That’s exactly where git worktrees shine.

---

3. The New Worker Flow: One Worktree and Branch Per Task

Here is the new flow I am using now. It is what I want each worker (and script) to follow:

1. Pick and lock a task

   The worker script reads the backlog, ranks tasks by priority (High > Medium > Low), checks dependencies, and acquires a lock in the story file.

   It writes an entry to a task log like:

   2025-12-02 11:03:23 UTC | codex-dev | A32 | started | picked from backlog

2. Create a dedicated worktree and branch

   The script calls a helper (for example setup_worker_branch) that:

   • Fetches from origin.

   • Creates a branch named something like:

     ai/codex-dev/A32-member-event-registrations

   • Adds a worktree at:

     .worktrees/ai/codex-dev/A32-member-event-registrations

   The worker’s session runs only inside that directory.

3. Make changes in isolation

   • The Developer worker edits Go or React files for the specific task.

   • The Architect might be in a different worktree, adjusting documentation and adding technical-debt epics under an “Architecture” epic.

   • The Product Manager could be in another worktree, reorganising an epic or adding acceptance criteria.

   Each worker has their own sandboxed view of the code, connected to its own branch.

4. Run build and tests as a pre-merge gate

   Each worker is told explicitly in its prompt and script: do not merge until build and tests pass locally.

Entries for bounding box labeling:
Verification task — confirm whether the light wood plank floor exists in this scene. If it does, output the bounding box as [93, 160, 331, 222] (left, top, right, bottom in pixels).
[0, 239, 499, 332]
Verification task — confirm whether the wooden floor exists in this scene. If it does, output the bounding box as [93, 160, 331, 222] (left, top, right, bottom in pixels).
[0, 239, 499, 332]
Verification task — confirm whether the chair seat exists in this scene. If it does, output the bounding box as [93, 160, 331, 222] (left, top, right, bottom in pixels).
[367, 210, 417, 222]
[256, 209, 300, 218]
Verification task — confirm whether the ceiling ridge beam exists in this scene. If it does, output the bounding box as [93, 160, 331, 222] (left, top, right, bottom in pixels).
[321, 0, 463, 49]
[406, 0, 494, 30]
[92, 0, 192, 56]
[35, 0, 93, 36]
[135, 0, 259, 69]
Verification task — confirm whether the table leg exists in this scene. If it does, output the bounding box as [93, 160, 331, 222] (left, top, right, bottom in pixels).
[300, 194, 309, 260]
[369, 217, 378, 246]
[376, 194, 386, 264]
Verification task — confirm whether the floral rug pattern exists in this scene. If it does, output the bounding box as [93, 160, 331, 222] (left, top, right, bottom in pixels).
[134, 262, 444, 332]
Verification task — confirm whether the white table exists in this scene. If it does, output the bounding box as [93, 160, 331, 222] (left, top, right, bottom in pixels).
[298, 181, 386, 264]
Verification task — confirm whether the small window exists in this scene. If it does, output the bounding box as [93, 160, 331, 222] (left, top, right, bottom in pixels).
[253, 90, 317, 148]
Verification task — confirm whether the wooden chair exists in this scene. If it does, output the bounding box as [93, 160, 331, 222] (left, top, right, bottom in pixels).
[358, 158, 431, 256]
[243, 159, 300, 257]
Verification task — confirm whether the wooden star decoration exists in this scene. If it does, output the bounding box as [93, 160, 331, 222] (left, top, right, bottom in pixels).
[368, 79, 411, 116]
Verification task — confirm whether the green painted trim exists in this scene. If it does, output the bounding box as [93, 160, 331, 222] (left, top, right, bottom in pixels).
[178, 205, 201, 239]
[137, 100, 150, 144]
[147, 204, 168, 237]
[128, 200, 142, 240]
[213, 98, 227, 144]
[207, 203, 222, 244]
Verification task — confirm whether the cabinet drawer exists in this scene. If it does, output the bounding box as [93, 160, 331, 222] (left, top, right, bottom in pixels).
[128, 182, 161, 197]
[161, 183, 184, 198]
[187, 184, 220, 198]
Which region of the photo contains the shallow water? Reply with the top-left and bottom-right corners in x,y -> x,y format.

• **WRITTEN INSTRUCTION 1**: List the titles of the numbered steps in the git worktree worker flow.
• **WRITTEN INSTRUCTION 2**: Write the next part of the git worktree worker flow, picking up after its final sentence.
The rows aren't needed for any of this.

• **WRITTEN REPLY 1**:
Pick and lock a task
Create a dedicated worktree and branch
Make changes in isolation
Run build and tests as a pre-merge gate

• **WRITTEN REPLY 2**:
   For ClubHub, that means commands such as:

   • make test for Go services

   • npm test or lint checks for the frontend

   • and whatever pre-commit hooks I add over time

5. If green, commit the changes

   The worker creates a conventional commit tied to the task, for example:

   feat(A32): add event registrations list endpoint

   These commits live on the ai/... branch inside that worker’s worktree.

6. Push and merge to main

   This is the crucial part of the protocol that I want crystal clear:

   • First, push the feature branch:

     git push -u origin ai/codex-dev/A32-member-event-registrations

   • Then call a helper such as merge_to_main that knows how to:

     • fetch and update main,

     • merge the ai/... branch into main,

     • push the updated main branch,

     • and optionally clean up the worktree.

   The worker doesn’t need to know every low-level Git command. It just needs to know that “if tests pass, run the merge helper” and trust the convention.

7. Update the task log and unlock

   On success, the worker:

   • sets the story to “done” (or the next appropriate state),

   • clears the lock,

   • and appends a final log entry.

   If work is only partially complete, it can leave a note in the story and the log. The sweeper worker can later clean up any stale locks that remain.

That’s the loop: each AI worker has its own branch, its own directory, and a clear graduation ceremony into main.

---

4. Why Git Worktrees Are Perfect for AI Workers

Git worktrees are a natural fit for this kind of AI concurrency:

• Multiple checkouts, one history

  Each worktree is a separate directory with its own index and working copy, but they all share the same .git data. That makes them lightweight and fast, perfect for a “team of bots” workflow.

• Cheap to create and destroy

  A worker picks up a task and gets a worktree. When the task is done, the worktree can be removed. No heavy-weight cloning or awkward local repo juggling.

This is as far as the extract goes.